◆ What is expected ◆
Return every line of the records below unchanged, leaving out only the pictures.

--- START Input records ---

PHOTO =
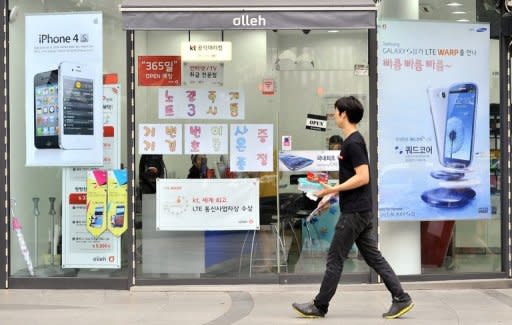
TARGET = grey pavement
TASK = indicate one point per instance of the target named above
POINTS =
(464, 302)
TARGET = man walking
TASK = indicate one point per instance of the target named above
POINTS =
(356, 220)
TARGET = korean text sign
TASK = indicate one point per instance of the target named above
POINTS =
(433, 137)
(163, 139)
(206, 138)
(251, 147)
(159, 71)
(201, 103)
(212, 204)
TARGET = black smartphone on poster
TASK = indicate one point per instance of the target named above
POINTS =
(46, 110)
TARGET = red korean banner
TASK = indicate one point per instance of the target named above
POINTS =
(159, 70)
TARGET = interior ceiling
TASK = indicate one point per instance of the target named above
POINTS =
(428, 9)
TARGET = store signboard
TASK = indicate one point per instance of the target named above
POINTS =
(251, 147)
(63, 89)
(79, 248)
(206, 139)
(207, 204)
(159, 70)
(206, 51)
(201, 103)
(433, 137)
(165, 139)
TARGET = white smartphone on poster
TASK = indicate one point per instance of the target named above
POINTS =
(76, 100)
(438, 100)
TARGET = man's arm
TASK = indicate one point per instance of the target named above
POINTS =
(361, 177)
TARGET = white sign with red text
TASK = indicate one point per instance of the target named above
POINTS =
(252, 147)
(207, 204)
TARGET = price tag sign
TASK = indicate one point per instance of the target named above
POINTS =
(159, 70)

--- END Input records ---

◆ Result of the exercise ◆
PHOTO =
TARGET = grey pavement
TASK = indicate one point per instance of the target named above
POINTS =
(464, 302)
TARGET = man walking
TASK = indicate one point per instance of the target named above
POINTS =
(356, 220)
TARGET = korean text sign
TASK = indicate one point per instance of the target named above
POINTS =
(433, 137)
(163, 139)
(206, 138)
(251, 147)
(159, 71)
(201, 103)
(212, 204)
TARGET = black smartphone on poster
TASK = indicate one point per instance of the target named above
POINTS =
(46, 110)
TARGET = red korean banner
TASK = indicate one point per instance of the target named above
POINTS =
(159, 70)
TARGET = interior ceiling
TASK = indicate one point per instance of the target named above
POINTS =
(428, 9)
TARGET = store signboard
TASK = indicate one point per instance of the target named above
POINTS =
(251, 147)
(63, 89)
(79, 248)
(206, 139)
(207, 204)
(159, 70)
(206, 51)
(201, 103)
(433, 137)
(165, 139)
TARGET = white smartphone on poster
TASK = indicate one point per instance of the target named above
POINTS =
(76, 100)
(438, 100)
TARGET = man's arm
TASK = indicate one point per instance of the target named above
POINTS =
(361, 177)
TARGET = white sign with red text
TASK = indicate one point per instance of the target named above
POINTS =
(252, 147)
(207, 204)
TARGET = price tag sign
TASK = indicate one point per instance of the target named above
POINTS =
(159, 70)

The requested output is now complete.